| Exercise |
Please return the part of the text on the Marjah operation word for word, starting with "8. During the" and going on through "and around Marjah.".

| Document extract |
---

8. During the first week of the fighting, 11 NATO troops and one Afghan soldier have been killed in the operation, according to the International Security Assistance Force. The Afghan authorities have claimed that at least 40 Taliban fighters were killed in and around Marjah.
9.The repeated allegations by the NATO forces that the Taliban has been using civilians as “human shields” in order to slow down the NATO advance speak of the difficulties faced by the NATO forces. Major-General Nick Carter, of the British Army, has been quoted as saying: "I guess it will take us another 25 to 30 days to be entirely sure that we have secured that which needs to be secured and we will probably won't know for about 120 days whether or not the population is entirely convinced by the degree of commitment that their Government is showing to them. So I guess looking downstream, in three months time or thereabouts we should have a pretty fair idea of about whether we have been successful. "
10. In their media briefings, US spin-masters have been projecting the entire operation as carried out on the orders and under the political leadership of President Hamid Karzai, who is being projected as being in the driving seat of the operation. In a report carried on February 19,2010,the “Wall Street Journal” described how Gen.Stanley McChrystal , the US Commander, obtained the approval of President Hamid Karzai before launching the operation. It reported: “Gen. McChrystal said: "Mr. President, tonight is the night the operation needs to happen. I need your permission to go." Mr. Karzai paused, remarked that it was first time anyone had ever asked him to make such a decision, and gave his assent.”

---

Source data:
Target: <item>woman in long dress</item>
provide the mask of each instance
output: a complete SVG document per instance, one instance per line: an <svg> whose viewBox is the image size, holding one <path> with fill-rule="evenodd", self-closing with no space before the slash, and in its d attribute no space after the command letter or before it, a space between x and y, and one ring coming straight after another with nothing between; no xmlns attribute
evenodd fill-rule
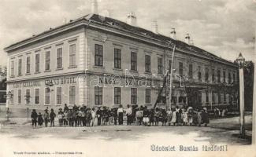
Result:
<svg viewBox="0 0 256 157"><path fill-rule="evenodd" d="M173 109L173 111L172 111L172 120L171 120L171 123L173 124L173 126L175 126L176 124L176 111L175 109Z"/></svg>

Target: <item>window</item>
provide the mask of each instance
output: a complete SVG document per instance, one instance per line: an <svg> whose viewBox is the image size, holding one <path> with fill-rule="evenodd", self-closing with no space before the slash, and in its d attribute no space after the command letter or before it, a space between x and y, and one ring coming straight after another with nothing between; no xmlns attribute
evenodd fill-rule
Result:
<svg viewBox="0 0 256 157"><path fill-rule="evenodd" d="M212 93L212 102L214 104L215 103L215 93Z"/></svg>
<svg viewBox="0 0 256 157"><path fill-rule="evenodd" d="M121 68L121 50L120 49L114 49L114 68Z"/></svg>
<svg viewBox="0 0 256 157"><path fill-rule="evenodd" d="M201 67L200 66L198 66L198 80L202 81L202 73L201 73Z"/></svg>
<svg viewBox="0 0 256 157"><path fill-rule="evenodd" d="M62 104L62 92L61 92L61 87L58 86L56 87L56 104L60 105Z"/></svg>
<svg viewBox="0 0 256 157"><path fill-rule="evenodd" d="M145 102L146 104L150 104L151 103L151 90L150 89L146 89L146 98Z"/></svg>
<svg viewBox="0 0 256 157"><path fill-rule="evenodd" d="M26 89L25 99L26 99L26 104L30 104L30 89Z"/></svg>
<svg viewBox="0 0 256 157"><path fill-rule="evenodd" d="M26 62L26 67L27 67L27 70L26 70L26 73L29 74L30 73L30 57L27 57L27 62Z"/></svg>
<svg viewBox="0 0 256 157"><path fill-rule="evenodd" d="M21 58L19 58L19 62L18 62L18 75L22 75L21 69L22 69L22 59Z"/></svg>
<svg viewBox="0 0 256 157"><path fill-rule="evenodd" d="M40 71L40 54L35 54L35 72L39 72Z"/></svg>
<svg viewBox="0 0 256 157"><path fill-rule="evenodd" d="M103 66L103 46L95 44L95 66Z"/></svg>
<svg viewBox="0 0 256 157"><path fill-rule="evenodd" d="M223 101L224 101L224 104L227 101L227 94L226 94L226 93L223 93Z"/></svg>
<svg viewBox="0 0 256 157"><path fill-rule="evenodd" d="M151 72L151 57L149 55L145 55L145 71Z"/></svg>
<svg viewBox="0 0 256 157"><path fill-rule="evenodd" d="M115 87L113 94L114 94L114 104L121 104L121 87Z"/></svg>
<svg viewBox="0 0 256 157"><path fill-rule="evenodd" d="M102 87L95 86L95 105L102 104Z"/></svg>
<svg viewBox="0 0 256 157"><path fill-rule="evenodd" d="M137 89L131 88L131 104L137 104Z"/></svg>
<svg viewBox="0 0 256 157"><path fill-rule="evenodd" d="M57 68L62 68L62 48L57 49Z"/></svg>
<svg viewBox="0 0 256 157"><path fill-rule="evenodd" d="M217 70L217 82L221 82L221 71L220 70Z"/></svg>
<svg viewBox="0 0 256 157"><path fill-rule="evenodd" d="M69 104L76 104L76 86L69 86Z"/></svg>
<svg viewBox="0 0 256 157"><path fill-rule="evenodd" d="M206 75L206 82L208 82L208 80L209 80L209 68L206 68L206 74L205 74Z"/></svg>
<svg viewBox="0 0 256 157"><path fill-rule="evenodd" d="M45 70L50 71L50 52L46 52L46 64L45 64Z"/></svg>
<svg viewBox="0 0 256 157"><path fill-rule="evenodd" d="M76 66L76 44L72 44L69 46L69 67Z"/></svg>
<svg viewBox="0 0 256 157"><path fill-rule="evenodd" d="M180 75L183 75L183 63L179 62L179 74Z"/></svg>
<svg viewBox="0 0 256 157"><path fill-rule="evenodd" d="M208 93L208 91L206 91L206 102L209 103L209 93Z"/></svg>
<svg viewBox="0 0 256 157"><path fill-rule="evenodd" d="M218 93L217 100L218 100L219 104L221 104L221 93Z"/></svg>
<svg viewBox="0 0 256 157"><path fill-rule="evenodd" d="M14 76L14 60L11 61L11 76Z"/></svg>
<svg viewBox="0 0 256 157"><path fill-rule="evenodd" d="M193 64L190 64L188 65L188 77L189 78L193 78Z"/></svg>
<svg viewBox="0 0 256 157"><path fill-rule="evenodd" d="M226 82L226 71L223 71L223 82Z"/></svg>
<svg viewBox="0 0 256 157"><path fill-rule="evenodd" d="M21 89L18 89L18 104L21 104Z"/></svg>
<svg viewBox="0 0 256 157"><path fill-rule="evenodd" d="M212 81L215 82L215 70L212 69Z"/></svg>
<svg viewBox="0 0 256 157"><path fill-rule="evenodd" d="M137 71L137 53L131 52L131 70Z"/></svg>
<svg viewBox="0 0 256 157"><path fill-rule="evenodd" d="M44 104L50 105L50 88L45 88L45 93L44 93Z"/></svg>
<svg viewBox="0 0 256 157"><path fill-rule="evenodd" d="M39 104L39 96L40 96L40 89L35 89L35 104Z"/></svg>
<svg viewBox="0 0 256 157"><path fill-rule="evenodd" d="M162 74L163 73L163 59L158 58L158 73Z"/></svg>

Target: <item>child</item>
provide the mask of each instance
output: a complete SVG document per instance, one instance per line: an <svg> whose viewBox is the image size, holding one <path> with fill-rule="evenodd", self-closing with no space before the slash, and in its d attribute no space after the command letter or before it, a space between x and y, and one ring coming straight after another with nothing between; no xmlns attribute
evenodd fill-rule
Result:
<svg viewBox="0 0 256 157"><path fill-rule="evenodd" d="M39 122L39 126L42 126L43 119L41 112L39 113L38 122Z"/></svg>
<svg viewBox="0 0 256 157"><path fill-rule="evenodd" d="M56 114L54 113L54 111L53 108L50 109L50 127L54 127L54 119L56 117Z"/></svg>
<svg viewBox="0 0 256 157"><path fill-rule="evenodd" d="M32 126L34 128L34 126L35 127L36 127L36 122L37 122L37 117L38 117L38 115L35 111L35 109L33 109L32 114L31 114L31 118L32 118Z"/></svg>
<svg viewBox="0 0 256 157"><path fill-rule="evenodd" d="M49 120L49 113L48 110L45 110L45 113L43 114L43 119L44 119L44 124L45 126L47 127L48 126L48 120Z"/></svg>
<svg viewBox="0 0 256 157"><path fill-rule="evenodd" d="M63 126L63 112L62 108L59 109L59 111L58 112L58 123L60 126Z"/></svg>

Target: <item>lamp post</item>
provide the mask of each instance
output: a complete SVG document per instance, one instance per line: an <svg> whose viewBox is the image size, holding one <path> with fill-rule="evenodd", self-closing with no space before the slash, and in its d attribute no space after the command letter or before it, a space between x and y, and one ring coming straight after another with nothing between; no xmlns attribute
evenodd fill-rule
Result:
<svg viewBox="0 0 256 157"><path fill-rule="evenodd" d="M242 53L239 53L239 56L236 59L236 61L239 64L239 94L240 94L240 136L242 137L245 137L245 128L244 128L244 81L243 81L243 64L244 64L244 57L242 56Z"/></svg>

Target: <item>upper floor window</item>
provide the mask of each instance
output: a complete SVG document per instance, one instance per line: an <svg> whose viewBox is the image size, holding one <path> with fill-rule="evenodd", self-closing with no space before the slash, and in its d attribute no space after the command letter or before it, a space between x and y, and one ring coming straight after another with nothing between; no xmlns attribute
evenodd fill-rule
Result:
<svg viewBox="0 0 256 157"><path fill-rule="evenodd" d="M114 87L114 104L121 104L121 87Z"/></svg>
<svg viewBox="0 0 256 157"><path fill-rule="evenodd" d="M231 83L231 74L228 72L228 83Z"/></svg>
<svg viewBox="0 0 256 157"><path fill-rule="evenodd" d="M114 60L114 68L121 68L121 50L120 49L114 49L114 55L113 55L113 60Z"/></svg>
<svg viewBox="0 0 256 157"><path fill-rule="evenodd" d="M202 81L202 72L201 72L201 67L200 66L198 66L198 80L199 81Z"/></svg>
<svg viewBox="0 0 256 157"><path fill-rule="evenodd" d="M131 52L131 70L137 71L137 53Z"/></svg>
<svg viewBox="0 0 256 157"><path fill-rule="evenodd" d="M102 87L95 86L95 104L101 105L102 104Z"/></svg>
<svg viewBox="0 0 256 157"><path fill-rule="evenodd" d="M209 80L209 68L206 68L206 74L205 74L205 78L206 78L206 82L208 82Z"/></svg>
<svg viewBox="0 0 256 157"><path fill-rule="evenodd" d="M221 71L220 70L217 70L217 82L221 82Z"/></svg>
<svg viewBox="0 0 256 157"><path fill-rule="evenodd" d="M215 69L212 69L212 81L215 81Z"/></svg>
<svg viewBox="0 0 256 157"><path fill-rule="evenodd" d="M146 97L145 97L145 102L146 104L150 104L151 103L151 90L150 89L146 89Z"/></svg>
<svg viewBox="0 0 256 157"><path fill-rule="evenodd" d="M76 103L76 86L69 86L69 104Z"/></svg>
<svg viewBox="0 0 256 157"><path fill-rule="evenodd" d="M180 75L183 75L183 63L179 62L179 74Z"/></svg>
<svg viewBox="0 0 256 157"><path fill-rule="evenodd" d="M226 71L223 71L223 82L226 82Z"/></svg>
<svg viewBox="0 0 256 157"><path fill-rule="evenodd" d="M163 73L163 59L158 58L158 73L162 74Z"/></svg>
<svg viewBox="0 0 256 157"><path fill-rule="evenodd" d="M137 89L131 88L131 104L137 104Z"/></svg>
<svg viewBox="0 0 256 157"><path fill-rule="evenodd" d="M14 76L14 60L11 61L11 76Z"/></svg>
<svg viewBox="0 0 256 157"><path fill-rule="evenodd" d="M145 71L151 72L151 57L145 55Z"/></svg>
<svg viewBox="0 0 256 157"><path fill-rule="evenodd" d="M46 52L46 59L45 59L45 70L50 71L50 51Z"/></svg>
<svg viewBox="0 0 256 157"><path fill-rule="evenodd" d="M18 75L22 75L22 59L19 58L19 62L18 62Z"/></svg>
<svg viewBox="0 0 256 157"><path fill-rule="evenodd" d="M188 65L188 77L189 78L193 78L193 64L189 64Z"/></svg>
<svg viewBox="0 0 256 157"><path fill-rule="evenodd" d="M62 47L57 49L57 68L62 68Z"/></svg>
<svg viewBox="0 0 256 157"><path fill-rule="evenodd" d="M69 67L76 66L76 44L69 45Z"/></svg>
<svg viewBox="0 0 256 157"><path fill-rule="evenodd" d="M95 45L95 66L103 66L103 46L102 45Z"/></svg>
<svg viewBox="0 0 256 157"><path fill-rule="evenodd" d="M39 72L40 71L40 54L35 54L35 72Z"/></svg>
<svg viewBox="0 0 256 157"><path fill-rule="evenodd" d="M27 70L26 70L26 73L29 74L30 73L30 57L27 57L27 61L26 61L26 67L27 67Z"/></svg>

---

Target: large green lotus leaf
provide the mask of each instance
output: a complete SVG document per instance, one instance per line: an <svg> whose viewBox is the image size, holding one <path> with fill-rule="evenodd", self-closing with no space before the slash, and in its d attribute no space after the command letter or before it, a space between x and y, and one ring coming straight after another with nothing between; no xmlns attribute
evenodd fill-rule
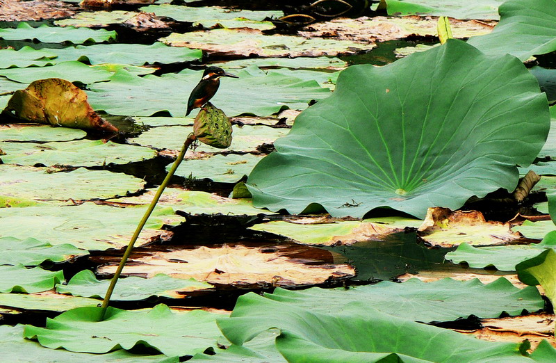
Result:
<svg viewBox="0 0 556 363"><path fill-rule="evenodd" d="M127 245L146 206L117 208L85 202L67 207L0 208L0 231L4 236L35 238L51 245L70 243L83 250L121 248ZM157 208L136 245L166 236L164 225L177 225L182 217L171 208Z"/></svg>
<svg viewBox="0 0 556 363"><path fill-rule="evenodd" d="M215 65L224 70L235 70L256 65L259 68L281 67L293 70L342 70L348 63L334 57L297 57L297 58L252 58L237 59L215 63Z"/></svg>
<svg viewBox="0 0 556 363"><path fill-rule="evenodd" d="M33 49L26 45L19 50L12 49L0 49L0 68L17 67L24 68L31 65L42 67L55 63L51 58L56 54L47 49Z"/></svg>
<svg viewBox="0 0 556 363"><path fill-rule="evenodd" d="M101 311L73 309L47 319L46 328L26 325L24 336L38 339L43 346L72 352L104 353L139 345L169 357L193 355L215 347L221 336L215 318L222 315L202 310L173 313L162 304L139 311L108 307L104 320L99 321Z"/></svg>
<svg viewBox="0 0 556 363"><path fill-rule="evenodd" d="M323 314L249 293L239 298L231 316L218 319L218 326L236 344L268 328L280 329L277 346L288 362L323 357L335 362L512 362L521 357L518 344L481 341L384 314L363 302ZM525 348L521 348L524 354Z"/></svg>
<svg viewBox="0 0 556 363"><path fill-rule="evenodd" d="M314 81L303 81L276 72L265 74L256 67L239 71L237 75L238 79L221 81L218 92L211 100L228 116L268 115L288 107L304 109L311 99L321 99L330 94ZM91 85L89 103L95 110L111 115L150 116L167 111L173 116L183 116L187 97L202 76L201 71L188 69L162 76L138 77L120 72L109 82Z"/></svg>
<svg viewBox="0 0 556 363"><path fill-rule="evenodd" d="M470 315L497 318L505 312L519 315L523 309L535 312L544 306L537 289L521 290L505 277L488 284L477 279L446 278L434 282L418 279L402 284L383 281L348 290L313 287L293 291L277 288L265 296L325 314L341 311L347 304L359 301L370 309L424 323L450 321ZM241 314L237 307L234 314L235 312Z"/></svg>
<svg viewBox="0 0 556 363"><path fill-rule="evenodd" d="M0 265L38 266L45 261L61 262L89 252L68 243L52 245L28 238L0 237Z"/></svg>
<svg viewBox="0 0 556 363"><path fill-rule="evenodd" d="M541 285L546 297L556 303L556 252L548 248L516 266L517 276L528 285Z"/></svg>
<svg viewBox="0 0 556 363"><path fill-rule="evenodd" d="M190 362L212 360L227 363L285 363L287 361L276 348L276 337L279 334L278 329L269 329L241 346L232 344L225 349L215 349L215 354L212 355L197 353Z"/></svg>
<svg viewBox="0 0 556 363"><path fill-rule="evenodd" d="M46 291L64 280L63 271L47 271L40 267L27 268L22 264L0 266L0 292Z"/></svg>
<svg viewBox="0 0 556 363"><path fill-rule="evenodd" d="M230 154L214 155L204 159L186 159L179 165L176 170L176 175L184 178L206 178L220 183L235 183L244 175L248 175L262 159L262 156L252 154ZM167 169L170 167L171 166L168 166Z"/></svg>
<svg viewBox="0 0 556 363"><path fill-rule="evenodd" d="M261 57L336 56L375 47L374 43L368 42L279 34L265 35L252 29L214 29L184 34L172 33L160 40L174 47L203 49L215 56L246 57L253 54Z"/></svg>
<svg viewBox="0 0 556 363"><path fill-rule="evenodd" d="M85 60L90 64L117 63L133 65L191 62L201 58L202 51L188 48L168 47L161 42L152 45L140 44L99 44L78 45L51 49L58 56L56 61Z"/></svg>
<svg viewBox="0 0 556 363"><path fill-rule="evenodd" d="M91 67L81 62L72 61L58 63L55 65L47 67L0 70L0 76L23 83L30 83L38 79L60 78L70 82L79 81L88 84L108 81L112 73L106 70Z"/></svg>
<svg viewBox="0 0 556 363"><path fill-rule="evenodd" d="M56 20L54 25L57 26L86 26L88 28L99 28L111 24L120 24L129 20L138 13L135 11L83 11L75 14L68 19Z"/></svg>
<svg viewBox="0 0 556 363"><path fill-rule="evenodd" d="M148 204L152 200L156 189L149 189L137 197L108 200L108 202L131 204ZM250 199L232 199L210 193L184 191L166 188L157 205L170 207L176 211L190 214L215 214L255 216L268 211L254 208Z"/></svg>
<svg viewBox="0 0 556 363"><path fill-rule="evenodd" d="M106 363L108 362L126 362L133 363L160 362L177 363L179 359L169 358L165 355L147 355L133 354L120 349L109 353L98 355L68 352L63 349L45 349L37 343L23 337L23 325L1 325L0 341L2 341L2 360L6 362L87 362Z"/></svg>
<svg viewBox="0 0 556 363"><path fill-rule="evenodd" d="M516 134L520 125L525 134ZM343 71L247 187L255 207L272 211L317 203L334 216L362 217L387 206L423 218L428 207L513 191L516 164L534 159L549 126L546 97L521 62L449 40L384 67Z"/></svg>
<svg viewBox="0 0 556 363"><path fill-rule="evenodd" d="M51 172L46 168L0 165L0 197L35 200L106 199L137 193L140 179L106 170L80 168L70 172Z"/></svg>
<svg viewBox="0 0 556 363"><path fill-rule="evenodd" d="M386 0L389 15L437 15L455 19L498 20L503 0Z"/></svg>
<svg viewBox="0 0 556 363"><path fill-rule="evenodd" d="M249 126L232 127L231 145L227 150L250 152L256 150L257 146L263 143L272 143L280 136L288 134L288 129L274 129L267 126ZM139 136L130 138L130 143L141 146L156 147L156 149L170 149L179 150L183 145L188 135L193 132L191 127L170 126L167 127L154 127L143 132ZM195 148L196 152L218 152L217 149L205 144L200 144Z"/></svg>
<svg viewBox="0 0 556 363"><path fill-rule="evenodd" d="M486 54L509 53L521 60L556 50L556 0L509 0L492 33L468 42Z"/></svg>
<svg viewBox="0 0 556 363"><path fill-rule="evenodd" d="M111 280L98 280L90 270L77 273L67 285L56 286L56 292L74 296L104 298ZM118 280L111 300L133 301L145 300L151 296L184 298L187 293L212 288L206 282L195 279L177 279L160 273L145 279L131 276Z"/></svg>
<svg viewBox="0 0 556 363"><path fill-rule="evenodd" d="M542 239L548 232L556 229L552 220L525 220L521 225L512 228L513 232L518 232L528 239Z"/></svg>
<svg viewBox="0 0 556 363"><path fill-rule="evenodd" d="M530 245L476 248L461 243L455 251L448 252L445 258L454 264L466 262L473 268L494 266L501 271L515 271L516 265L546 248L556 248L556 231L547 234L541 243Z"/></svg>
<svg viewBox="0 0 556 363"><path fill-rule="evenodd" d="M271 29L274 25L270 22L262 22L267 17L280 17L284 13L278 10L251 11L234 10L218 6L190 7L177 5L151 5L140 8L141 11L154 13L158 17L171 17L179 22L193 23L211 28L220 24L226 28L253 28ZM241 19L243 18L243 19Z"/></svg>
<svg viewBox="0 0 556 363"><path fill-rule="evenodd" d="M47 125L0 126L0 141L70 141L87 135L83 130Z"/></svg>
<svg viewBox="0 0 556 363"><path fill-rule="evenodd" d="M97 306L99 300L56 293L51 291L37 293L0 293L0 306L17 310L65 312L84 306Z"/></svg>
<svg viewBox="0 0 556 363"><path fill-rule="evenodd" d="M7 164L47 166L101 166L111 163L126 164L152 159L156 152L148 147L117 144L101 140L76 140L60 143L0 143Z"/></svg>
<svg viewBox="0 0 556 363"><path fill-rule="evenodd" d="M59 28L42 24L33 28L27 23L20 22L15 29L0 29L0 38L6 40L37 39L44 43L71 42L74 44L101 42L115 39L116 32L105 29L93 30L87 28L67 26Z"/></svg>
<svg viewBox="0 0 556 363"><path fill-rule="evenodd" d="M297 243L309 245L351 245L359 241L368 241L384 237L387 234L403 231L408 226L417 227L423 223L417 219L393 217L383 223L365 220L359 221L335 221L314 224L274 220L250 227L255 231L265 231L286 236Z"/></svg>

---

| Worked answer |
8. During the first week of the fighting, 11 NATO troops and one Afghan soldier have been killed in the operation, according to the International Security Assistance Force. The Afghan authorities have claimed that at least 40 Taliban fighters were killed in and around Marjah.